**Work to do:**
Will you print the material below without altering a single character?

**Records supplied:**
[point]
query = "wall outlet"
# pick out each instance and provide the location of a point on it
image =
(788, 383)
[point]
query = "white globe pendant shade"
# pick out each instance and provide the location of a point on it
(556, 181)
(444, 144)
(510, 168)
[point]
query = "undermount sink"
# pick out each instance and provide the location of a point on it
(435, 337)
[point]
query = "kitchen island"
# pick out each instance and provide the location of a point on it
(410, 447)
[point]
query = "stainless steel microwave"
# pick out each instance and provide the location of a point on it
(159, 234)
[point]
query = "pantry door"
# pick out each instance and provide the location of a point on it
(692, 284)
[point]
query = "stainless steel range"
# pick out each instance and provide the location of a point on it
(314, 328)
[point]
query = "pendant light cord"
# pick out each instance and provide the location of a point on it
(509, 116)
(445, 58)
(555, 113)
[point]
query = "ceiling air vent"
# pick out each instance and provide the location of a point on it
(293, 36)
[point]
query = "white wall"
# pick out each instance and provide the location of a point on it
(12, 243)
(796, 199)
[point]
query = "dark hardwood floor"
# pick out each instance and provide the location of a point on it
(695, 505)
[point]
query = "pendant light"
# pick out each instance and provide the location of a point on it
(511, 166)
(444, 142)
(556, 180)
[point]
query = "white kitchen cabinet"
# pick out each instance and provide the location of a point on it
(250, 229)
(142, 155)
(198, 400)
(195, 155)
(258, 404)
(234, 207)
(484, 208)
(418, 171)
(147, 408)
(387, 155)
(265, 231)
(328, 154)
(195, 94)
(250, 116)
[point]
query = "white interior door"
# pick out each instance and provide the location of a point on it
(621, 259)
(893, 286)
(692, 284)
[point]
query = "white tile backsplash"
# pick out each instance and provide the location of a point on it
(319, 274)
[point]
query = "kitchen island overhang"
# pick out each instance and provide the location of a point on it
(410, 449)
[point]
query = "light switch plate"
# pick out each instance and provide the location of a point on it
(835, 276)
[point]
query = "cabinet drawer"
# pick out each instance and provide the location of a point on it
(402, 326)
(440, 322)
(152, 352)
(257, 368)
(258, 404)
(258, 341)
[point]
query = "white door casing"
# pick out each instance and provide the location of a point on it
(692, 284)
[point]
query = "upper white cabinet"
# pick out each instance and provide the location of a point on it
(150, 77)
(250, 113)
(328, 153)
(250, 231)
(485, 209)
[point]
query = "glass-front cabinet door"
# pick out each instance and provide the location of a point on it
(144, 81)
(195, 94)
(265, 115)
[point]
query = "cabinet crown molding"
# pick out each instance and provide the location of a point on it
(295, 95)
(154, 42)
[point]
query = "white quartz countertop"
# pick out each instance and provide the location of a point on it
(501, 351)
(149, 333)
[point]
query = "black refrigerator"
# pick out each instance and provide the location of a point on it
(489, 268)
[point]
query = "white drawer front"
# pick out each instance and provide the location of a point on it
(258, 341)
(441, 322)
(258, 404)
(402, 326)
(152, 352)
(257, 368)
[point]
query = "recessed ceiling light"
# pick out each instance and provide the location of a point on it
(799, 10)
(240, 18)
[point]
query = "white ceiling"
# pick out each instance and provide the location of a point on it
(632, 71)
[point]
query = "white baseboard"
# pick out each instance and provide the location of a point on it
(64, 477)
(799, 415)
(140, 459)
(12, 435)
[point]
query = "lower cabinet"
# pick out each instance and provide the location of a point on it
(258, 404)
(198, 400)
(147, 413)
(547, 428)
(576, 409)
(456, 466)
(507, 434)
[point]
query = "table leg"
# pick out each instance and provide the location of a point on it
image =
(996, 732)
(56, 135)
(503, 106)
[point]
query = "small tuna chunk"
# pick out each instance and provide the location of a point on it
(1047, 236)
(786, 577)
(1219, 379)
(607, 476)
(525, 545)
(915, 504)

**Written solution:**
[point]
query = "wall outlet"
# pick out each instance and provide the location of a point on it
image =
(788, 383)
[point]
query = "white globe pendant shade"
# pick out each instance and provide the location of a point on it
(556, 181)
(444, 144)
(510, 168)
[point]
query = "undermount sink"
# pick out each instance and provide the location of a point on it
(435, 337)
[point]
query = "kitchen island"
# pick out each instance and provide the location of a point on it
(410, 447)
[point]
query = "stainless steel microwave"
# pick out each instance and provide the location of a point on it
(159, 234)
[point]
query = "pantry door"
# pick out each instance and provide the location of a point on it
(692, 284)
[point]
query = "stainless steel range"
# pick out each instance and provide the location of a point on it
(314, 328)
[point]
query = "pendant light cord"
# pick out each instance and provide the location of a point on it
(509, 116)
(445, 58)
(555, 113)
[point]
query = "ceiling air vent"
# pick out each instance and provide the location of a point on it
(293, 36)
[point]
query = "white wall"
# pick out each instance and provide the location of a point on it
(12, 243)
(796, 199)
[point]
query = "dark hardwood floor"
# pick out each instance and provide the location of a point on it
(695, 505)
[point]
query = "pendant light"
# pick out each instance and provide the location of a point on it
(511, 166)
(444, 142)
(556, 180)
[point]
query = "white kitchen cabinet"
# pick out each instance and provide the location of a point on it
(250, 229)
(142, 155)
(198, 400)
(195, 155)
(258, 404)
(234, 207)
(484, 208)
(418, 171)
(147, 408)
(387, 155)
(265, 231)
(328, 154)
(195, 94)
(250, 116)
[point]
query = "white interior door"
# pick out each instance and provide the location of a point on it
(621, 259)
(893, 286)
(692, 284)
[point]
query = "white tile backsplash"
# pick out each instance and provide the location of a point on it
(319, 274)
[point]
query = "kitchen island overhang"
# pick out each instance and provide the location of a point on it
(410, 449)
[point]
query = "light switch plate"
# pick out each instance and provide the location of a point on it
(835, 276)
[point]
query = "cabinet drawer"
# pick out each instance and provide the location of a point on it
(402, 326)
(440, 322)
(152, 352)
(257, 368)
(258, 404)
(258, 341)
[point]
query = "white door casing"
# pick out each instance and provide the location of a point on it
(692, 284)
[point]
query = "upper white cabinet"
# pick out each instance and provide the location of a point on it
(150, 77)
(250, 113)
(328, 153)
(250, 231)
(485, 209)
[point]
query = "glass-front cabinet door"
# pick out each instance and provide the location of a point on it
(144, 81)
(195, 94)
(265, 115)
[point]
query = "cabinet crown molding"
# pick out each instance and provide the location of a point on it
(295, 95)
(154, 42)
[point]
query = "white quartz countertop"
# pick out each instance and provide the location of a point on it
(501, 351)
(149, 333)
[point]
query = "black refrigerator"
# pick out each instance and provide the location of a point on it
(489, 268)
[point]
query = "white drawer front"
# pick out each instance and provide the location of a point on it
(258, 341)
(441, 322)
(258, 404)
(402, 326)
(152, 352)
(257, 368)
[point]
query = "recessed ceiling light"
# pick out each instance and provide the location of a point on it
(799, 10)
(240, 18)
[point]
query = "white ceiling"
# pick out each instance and provide the location of a point on it
(632, 71)
[point]
query = "white baseboard"
# pick out each instance and provide the location of a point on it
(64, 477)
(799, 415)
(140, 459)
(12, 435)
[point]
query = "lower cabinet"
# pick out each instance and provide the location of a point on it
(258, 404)
(198, 400)
(147, 413)
(547, 428)
(576, 409)
(456, 466)
(507, 434)
[point]
query = "table leg"
# pick out each instance and provide the location of a point on it
image =
(996, 732)
(56, 135)
(503, 106)
[point]
query = "small tuna chunk"
# pick out each instance and provide the location of a point on it
(1047, 236)
(786, 577)
(1219, 379)
(607, 476)
(525, 545)
(915, 504)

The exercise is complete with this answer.